● Passage to read:
Paris

Oscar Murillo, manifestation, 2019–20, oil, oil stick, cotton thread, and graphite on velvet, canvas, and linen, 8' 6 3/8" × 10' 3" . From the series “manifestation,” 2018–.

Oscar Murillo, manifestation, 2019–20, oil, oil stick, cotton thread, and graphite on velvet, canvas, and linen, 8' 6 3/8" × 10' 3" . From the series “manifestation,” 2018–.

Oscar Murillo

David Zwirner | Paris

Since March 2020, amid worldwide Covid-19 shelter-in-place orders, Oscar Murillo has been working out of an improvised studio in his hometown of La Paila, Colombia. But if the pandemic abruptly disrupted the artist’s otherwise peripatetic practice, the paintings it inspired feel far from confined. Murillo’s latest works, part of an ongoing series titled “manifestation,” 2018–, flout lockdown doom and gloom with their energetic gestures, vibrant colors, and monumental scale. Exuding painterly confidence with the majesty of Joan Mitchell’s landscapes and the urgency of Jean Dubuffet’s scratch marks, Murillo’s spirited bursts of cerulean blue, red, white, and black defy the grim subtext of their creation.

● Required tasks:
1. In the Oscar Murillo text, where has Murillo been working since March 2020?
2. Name every color of Murillo's painted bursts that the Oscar Murillo text mentions.
3. Repeat the part of the Oscar Murillo text starting with "Since March 2020, amid" and going on through "of their creation.".

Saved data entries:
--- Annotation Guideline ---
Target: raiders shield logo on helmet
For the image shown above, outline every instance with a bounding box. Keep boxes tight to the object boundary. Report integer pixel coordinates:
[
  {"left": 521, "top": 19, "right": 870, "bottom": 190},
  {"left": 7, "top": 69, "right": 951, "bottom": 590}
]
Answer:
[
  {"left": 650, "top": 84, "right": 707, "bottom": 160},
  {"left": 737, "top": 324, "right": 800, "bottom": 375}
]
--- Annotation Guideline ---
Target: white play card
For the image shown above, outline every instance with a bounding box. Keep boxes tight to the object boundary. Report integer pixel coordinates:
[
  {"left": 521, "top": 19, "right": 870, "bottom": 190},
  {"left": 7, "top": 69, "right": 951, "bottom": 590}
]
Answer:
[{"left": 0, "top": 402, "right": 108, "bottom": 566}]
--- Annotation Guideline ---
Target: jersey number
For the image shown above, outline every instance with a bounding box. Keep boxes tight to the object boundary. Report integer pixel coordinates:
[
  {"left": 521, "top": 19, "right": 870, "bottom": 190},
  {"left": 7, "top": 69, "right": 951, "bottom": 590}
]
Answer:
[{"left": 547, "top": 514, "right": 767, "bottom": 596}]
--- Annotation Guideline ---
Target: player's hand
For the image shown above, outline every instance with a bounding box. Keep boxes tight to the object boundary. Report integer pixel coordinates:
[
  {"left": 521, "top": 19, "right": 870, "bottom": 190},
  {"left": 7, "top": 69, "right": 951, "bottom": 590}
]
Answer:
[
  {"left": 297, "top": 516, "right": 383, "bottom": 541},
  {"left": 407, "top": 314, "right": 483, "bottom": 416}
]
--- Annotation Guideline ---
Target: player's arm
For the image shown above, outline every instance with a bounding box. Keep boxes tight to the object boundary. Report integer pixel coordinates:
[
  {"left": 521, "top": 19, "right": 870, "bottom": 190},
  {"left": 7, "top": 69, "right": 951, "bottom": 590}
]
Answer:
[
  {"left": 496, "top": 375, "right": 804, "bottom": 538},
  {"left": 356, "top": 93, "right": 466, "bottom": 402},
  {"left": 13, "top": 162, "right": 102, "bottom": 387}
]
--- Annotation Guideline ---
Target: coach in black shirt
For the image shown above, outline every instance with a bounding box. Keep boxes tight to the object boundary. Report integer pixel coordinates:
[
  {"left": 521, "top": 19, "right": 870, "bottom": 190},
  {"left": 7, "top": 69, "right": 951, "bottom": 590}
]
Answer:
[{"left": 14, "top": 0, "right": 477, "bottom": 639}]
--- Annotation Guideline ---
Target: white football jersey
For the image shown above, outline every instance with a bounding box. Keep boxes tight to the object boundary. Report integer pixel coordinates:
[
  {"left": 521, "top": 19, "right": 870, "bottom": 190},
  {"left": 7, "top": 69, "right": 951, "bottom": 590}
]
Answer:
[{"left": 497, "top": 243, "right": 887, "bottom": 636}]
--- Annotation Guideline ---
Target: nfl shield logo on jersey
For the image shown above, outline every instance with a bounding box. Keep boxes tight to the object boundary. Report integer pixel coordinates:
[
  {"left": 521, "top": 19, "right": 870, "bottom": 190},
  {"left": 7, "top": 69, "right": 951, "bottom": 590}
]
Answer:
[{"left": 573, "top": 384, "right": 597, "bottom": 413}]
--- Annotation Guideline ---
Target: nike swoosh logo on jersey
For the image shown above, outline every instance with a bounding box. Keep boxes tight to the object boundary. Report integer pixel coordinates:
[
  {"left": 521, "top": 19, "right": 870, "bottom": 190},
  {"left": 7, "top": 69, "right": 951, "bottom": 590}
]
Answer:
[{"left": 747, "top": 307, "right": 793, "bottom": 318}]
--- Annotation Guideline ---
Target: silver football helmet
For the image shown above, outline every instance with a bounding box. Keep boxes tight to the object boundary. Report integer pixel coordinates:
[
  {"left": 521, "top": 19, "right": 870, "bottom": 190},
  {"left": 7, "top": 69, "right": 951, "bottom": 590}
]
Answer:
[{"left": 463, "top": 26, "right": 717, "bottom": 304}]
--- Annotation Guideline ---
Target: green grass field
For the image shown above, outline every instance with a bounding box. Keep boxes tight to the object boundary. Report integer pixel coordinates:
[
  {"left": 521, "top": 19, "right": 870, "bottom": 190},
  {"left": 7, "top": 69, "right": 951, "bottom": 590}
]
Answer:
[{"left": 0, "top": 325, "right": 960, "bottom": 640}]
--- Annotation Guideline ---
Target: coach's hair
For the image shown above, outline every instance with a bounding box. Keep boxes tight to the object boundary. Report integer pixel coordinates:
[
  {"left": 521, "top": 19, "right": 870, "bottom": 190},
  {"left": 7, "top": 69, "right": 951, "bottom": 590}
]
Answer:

● Exercise responses:
1. In an improvised studio in his hometown of La Paila, Colombia.

2. Cerulean blue, red, white, and black.

3.
Since March 2020, amid worldwide Covid-19 shelter-in-place orders, Oscar Murillo has been working out of an improvised studio in his hometown of La Paila, Colombia. But if the pandemic abruptly disrupted the artist’s otherwise peripatetic practice, the paintings it inspired feel far from confined. Murillo’s latest works, part of an ongoing series titled “manifestation,” 2018–, flout lockdown doom and gloom with their energetic gestures, vibrant colors, and monumental scale. Exuding painterly confidence with the majesty of Joan Mitchell’s landscapes and the urgency of Jean Dubuffet’s scratch marks, Murillo’s spirited bursts of cerulean blue, red, white, and black defy the grim subtext of their creation.